# [Work task]
Omit the pictures and copy the entries exactly.

# [Data for review]
........

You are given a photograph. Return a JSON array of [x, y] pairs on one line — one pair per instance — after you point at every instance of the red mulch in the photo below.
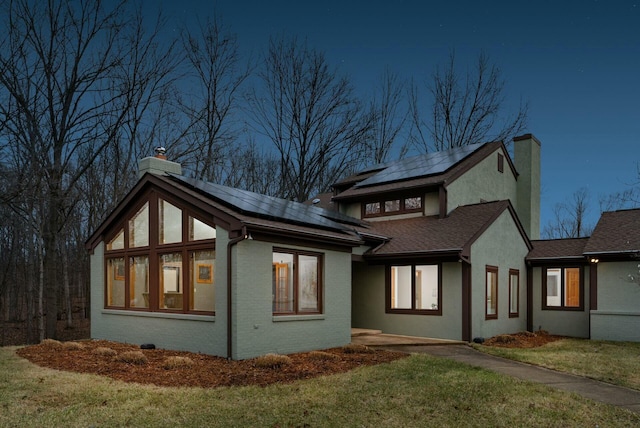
[[206, 372]]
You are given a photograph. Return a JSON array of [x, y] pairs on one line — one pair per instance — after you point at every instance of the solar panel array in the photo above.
[[270, 207], [419, 166]]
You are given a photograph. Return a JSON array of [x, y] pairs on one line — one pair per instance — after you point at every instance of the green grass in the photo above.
[[415, 391], [613, 362]]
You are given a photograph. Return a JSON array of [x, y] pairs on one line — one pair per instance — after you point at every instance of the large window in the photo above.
[[491, 293], [392, 206], [562, 288], [514, 293], [296, 282], [161, 258], [414, 289]]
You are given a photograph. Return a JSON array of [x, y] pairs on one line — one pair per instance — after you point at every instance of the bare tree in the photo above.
[[389, 116], [311, 116], [570, 218], [215, 79], [467, 109], [67, 84]]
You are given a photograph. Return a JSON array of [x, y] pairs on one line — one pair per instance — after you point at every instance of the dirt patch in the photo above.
[[523, 339], [203, 371]]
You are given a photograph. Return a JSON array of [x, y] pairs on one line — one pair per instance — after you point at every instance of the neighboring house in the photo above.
[[440, 245]]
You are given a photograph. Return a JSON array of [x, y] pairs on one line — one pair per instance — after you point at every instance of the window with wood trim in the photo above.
[[563, 288], [161, 258], [296, 282], [491, 308], [414, 289], [393, 206], [514, 293]]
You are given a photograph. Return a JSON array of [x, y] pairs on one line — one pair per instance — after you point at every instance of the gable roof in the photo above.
[[426, 170], [557, 249], [433, 236], [617, 232]]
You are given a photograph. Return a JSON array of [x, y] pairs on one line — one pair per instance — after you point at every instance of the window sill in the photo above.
[[164, 315], [286, 318]]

........

# [Written answer]
You are given a photograph. Return a JSON array of [x, y] pairs on one line — one pair per instance — after you point at every instance of the red mulch in the photo below.
[[206, 372]]
You are given a photograph. Return a JSON array of [x, y] pairs on one line — one pair per instance — after you point at every instance of the solar panel array in the photo above.
[[270, 207], [419, 166]]
You are given a photograph. Return a JSON array of [x, y] pairs on one line — one pair per instance — after you point at every instance of the green grass in the photo above.
[[415, 391], [613, 362]]
You are given a photograph. Return a JSON array of [x, y] pairs on one line — one pair per instance — after you point at every instance of the large window in the photo above.
[[491, 293], [392, 206], [562, 288], [514, 293], [296, 282], [161, 258], [414, 289]]
You are given a photograph. Return a JSON array of [x, y] pairs on one line — one pair per instance — after you point at every instance of the bare tree in the photo above.
[[389, 116], [311, 116], [570, 218], [215, 79], [467, 109], [67, 84]]
You are given a photograph. Return a JSON array of [x, y] pairs on one line — one pair per instance — after you point at every instance of the dirt patch in the photo above.
[[523, 339], [203, 371]]
You are given a photograph. Return a JSON array of [x, y] pairs on one line — one pair per instance — after you point at every instance of the neighboring house in the photo above.
[[440, 245]]
You are given a photograph. Return a JSON array of [x, y] pairs on one line — one pair per instance — after you point at every instance of the window with wood trim in the photo above.
[[563, 288], [161, 258], [296, 282], [491, 308], [414, 289], [393, 206], [514, 293]]
You are given a photograph. Return a JSON array of [x, y] pairs on one line — one pair per instance — after you point at every instance of the gable roof in the photo above.
[[426, 170], [557, 249], [433, 236], [617, 232]]
You are given a photograph. Return a JSON array of [x, y] pairs on one line — one pair per instance — after you point at every instance of the window sill in the photo above.
[[164, 315], [286, 318]]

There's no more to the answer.